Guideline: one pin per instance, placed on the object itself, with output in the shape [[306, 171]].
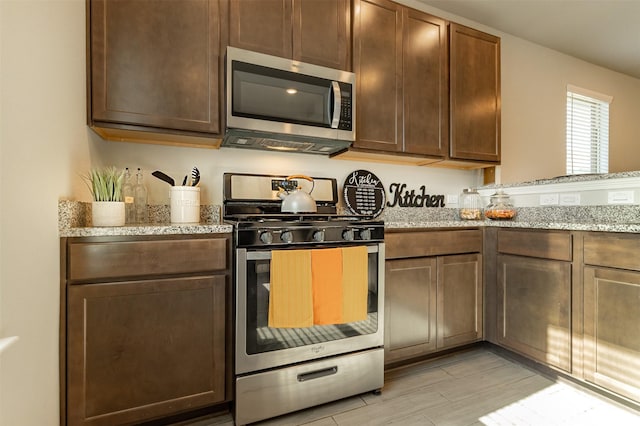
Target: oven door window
[[262, 338]]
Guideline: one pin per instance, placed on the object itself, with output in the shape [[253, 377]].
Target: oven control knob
[[266, 237], [318, 236], [286, 237]]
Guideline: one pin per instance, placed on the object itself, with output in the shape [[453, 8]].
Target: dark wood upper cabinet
[[155, 66], [400, 58], [475, 95], [312, 31]]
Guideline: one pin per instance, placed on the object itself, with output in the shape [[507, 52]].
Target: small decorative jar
[[501, 207], [470, 205]]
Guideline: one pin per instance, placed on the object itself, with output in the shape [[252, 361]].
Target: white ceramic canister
[[185, 204], [107, 213]]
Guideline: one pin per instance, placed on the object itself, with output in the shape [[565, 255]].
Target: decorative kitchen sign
[[364, 193], [402, 197]]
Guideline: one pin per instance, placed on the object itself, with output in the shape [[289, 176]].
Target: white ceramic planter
[[107, 213]]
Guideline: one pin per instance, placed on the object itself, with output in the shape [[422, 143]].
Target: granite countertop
[[74, 220], [625, 218], [567, 226]]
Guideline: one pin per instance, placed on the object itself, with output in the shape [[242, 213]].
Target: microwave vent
[[285, 145], [240, 138]]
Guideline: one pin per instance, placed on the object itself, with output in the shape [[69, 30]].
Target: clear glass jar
[[470, 205], [501, 207]]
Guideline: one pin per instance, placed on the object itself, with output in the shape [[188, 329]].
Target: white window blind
[[587, 131]]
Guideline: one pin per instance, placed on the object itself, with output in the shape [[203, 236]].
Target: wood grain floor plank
[[472, 388]]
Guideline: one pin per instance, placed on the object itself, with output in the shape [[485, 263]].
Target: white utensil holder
[[185, 204]]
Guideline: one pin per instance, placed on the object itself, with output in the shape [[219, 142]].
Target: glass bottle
[[127, 196], [501, 207], [140, 199], [470, 205]]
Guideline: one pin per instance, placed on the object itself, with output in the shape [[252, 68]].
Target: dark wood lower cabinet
[[460, 300], [140, 345], [410, 308], [432, 302], [611, 324], [534, 308]]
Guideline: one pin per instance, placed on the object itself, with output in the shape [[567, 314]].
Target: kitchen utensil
[[164, 177], [195, 176], [297, 200]]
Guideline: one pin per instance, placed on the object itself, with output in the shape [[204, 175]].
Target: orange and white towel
[[355, 283], [318, 287], [290, 298], [326, 273]]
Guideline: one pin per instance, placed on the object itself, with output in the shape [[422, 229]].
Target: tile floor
[[471, 388]]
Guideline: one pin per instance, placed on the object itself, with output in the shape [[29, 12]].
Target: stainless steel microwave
[[279, 104]]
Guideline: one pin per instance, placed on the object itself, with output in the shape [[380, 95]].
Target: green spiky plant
[[105, 184]]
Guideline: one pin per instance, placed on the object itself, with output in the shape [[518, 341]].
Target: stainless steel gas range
[[280, 368]]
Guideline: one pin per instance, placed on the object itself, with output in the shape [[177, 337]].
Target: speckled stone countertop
[[74, 219], [570, 178], [571, 218]]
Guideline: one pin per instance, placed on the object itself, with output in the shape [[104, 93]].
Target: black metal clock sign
[[364, 193]]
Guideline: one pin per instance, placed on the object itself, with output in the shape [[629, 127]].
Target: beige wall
[[45, 145], [534, 81]]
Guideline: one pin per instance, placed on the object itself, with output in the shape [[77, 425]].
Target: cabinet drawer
[[119, 259], [432, 243], [542, 244], [612, 250]]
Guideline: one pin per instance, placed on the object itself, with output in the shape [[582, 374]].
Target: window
[[587, 131]]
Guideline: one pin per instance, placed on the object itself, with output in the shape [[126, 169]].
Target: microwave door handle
[[337, 101]]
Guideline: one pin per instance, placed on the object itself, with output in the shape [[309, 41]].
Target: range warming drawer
[[272, 393]]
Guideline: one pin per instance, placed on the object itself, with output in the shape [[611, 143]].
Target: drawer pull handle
[[317, 374]]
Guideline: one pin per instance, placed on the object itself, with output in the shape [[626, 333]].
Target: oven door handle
[[266, 254], [317, 374]]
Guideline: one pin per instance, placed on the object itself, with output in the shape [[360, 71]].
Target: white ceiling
[[603, 32]]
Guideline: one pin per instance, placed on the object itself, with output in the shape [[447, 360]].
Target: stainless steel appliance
[[279, 104], [279, 370]]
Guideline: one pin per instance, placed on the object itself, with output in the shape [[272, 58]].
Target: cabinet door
[[611, 338], [156, 64], [475, 95], [261, 26], [459, 300], [534, 308], [424, 84], [377, 62], [138, 350], [410, 308], [322, 33]]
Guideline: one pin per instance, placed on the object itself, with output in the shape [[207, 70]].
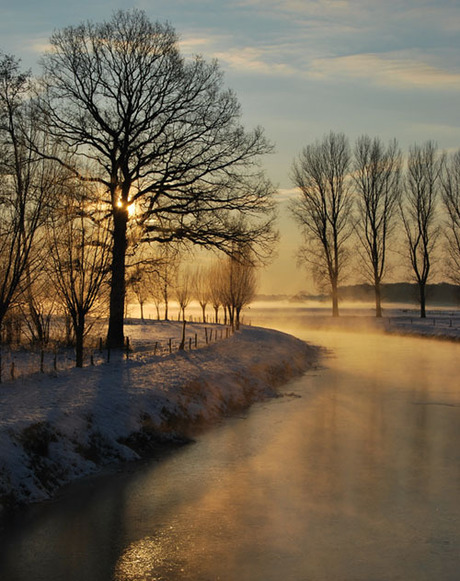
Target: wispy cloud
[[255, 60], [389, 70]]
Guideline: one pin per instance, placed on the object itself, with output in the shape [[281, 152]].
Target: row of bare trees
[[372, 195], [226, 284], [120, 145]]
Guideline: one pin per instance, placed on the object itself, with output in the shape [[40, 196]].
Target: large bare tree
[[450, 180], [418, 212], [24, 183], [376, 175], [79, 250], [324, 208], [163, 134]]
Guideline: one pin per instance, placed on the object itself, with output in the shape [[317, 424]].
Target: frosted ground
[[58, 426], [68, 423]]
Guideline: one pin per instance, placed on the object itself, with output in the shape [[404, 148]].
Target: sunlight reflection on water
[[355, 480]]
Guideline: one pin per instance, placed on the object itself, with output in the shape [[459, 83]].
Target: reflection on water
[[356, 479]]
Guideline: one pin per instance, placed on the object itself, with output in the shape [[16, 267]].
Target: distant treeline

* [Set problem]:
Rewrite every line of the records above as a numbered list, leaving out blank lines and the pictures.

* [Result]:
1. Guideline: one pin per instance, placed on the object itself, with output in the shape [[306, 171]].
2. Target: oven door window
3. [[262, 338]]
4. Guideline: one pin per instance, placed on the object itself, with output in the shape [[253, 377]].
5. Target: oven control knob
6. [[266, 237], [318, 236], [286, 237]]
7. Guideline: one pin per instance, placed on the object itself, with output in the shape [[453, 8]].
8. Target: dark wood upper cabinet
9. [[155, 66], [400, 58], [475, 95], [312, 31]]
10. Guideline: one pin per instance, placed on the object itself, with output in the shape [[507, 52]].
11. Target: small decorative jar
12. [[501, 207], [470, 205]]
13. Guideline: one pin per instance, placed on the object itself, with output in the shape [[252, 361]].
14. Target: white ceramic canister
15. [[185, 204], [107, 213]]
16. Guideline: one pin per instance, placed on the object itself, with output in the shape [[565, 255]].
17. Target: decorative kitchen sign
18. [[364, 193], [402, 197]]
19. Guideline: one pin per instance, placed on the object itself, with output in the shape [[289, 176]].
20. Target: white ceramic planter
21. [[107, 213]]
22. Guideline: one pin per instance, placed on the object itself, with output in the shape [[422, 143]].
23. Target: granite countertop
24. [[74, 220], [625, 218], [567, 226]]
25. Guideline: one pin per instance, placed on the object itself, with output in the shape [[242, 213]].
26. Target: microwave vent
27. [[285, 145], [240, 138]]
28. Guideline: one pin per instance, placed on the object itself, with output in the shape [[69, 30]].
29. Target: clear glass jar
30. [[470, 205], [501, 207]]
31. Guideline: one pin per instance, placed on the object itself, with output in the shape [[188, 329]].
32. Target: white window blind
33. [[587, 131]]
34. Guideline: one pin per instance, placed on the object itself, with output in the shape [[203, 236]].
35. Target: wood grain floor plank
36. [[472, 388]]
37. Guideline: one pin per instance, placed on the object itself, with output in the shape [[485, 263]].
38. Target: white utensil holder
39. [[185, 204]]
40. Guideline: one pin per instance, placed on the object itself, with output in the shape [[219, 142]].
41. Target: glass bottle
42. [[127, 196], [501, 207], [140, 199], [470, 205]]
43. Guideline: one pin per instance, placed on the object itself, with output in the shape [[252, 68]].
44. Target: dark wood lower cabinet
45. [[460, 300], [140, 345], [410, 308], [432, 302], [611, 324], [534, 308]]
46. Guideline: one pin per instance, placed on the object itself, with output in the shape [[567, 314]].
47. Target: kitchen utensil
48. [[164, 177], [195, 176], [297, 200]]
49. Guideline: one pin per instance, placed on the object itself, with output in the shape [[204, 175]].
50. Target: orange and white towel
51. [[355, 283], [318, 287], [290, 298], [326, 273]]
52. Guideline: one pin per instance, placed on the object itself, with output in the shape [[422, 229]].
53. Target: tile floor
54. [[471, 388]]
55. Guideline: one pin per instance, placed on the object itself, with output in the shape [[29, 12]].
56. Target: stainless steel microwave
57. [[279, 104]]
58. Guideline: one pin per instance, placed on the object itself, with output in the shape [[380, 95]].
59. Target: green spiky plant
60. [[105, 184]]
61. Guideline: one pin per instance, placed on the object itself, with output in the shape [[518, 341]].
62. Target: stainless steel gas range
63. [[280, 368]]
64. Guideline: one pin per instance, placed on the object itself, with output in the shape [[177, 337]].
65. Target: speckled stone countertop
66. [[74, 219], [570, 178], [571, 218]]
67. Guideline: one pin per instance, placed on the object itself, with output in the shape [[104, 93]].
68. Target: black metal clock sign
69. [[364, 193]]
70. Guideline: one pin per instance, placed on the object itself, with output in the shape [[629, 127]].
71. Target: beige wall
72. [[45, 145], [534, 81]]
73. Guideline: one pin per instance, placed on the object itself, with output in the shape [[77, 425]].
74. Target: cabinet drawer
75. [[119, 259], [432, 243], [542, 244], [612, 250]]
76. Guideline: one pin per instance, placed on the object itself, with output in the shape [[582, 374]].
77. Target: window
78. [[587, 131]]
79. Guideline: one pin per instance, placed on the object itself, with output in the shape [[126, 169]].
80. Target: microwave door handle
81. [[337, 101]]
82. Guideline: one pin per instance, placed on the object itself, with output in the shape [[309, 41]].
83. Target: range warming drawer
84. [[272, 393]]
85. Guideline: one pin per instance, placed on the object itself, with output in the shape [[611, 143]].
86. Target: drawer pull handle
87. [[317, 374]]
88. Guideline: one pin per instance, placed on the object itself, with output in the shape [[626, 333]].
89. Target: oven door handle
90. [[266, 254], [317, 374]]
91. Guideline: one pin per instance, placed on the object itself, with output in the shape [[360, 71]].
92. Target: white ceiling
93. [[603, 32]]
94. Guideline: one pin per instance, placed on the object itself, with output in the shape [[447, 360]].
95. Target: stainless steel appliance
96. [[279, 104], [279, 370]]
97. Guideline: one pin per instance, placed on the object itself, with output in the shape [[272, 58]].
98. Target: cabinet door
99. [[611, 338], [156, 64], [475, 95], [261, 26], [459, 300], [534, 308], [424, 84], [377, 62], [138, 350], [410, 308], [322, 33]]
100. Guideline: one pin per instance, placed on the object itself, with output in the shape [[207, 70]].
101. Target: wispy cloud
102. [[255, 60], [389, 70]]
103. Guideline: one pin per instance, placed on the object itself, with output in the shape [[281, 152]].
104. Target: row of bare trees
105. [[372, 195], [226, 284], [120, 145]]
106. Guideline: one pin per instance, placed on the object itself, with output in the shape [[40, 196]].
107. Target: large bare tree
108. [[450, 180], [418, 212], [24, 183], [376, 175], [79, 250], [324, 208], [163, 134]]
109. Guideline: one pin per instance, placed on the object itself, with output in the shape [[317, 424]].
110. Target: frosted ground
111. [[58, 426], [68, 423]]
112. Guideline: one pin per instance, placed on the object itself, with output in the shape [[404, 148]].
113. Target: sunlight reflection on water
114. [[355, 480]]
115. Guideline: one pin per instance, placed on the object itself, with output in the shape [[459, 83]].
116. Target: reflection on water
117. [[356, 479]]
118. Guideline: one pin per instance, placed on the object itself, with output in the shape [[16, 267]].
119. Target: distant treeline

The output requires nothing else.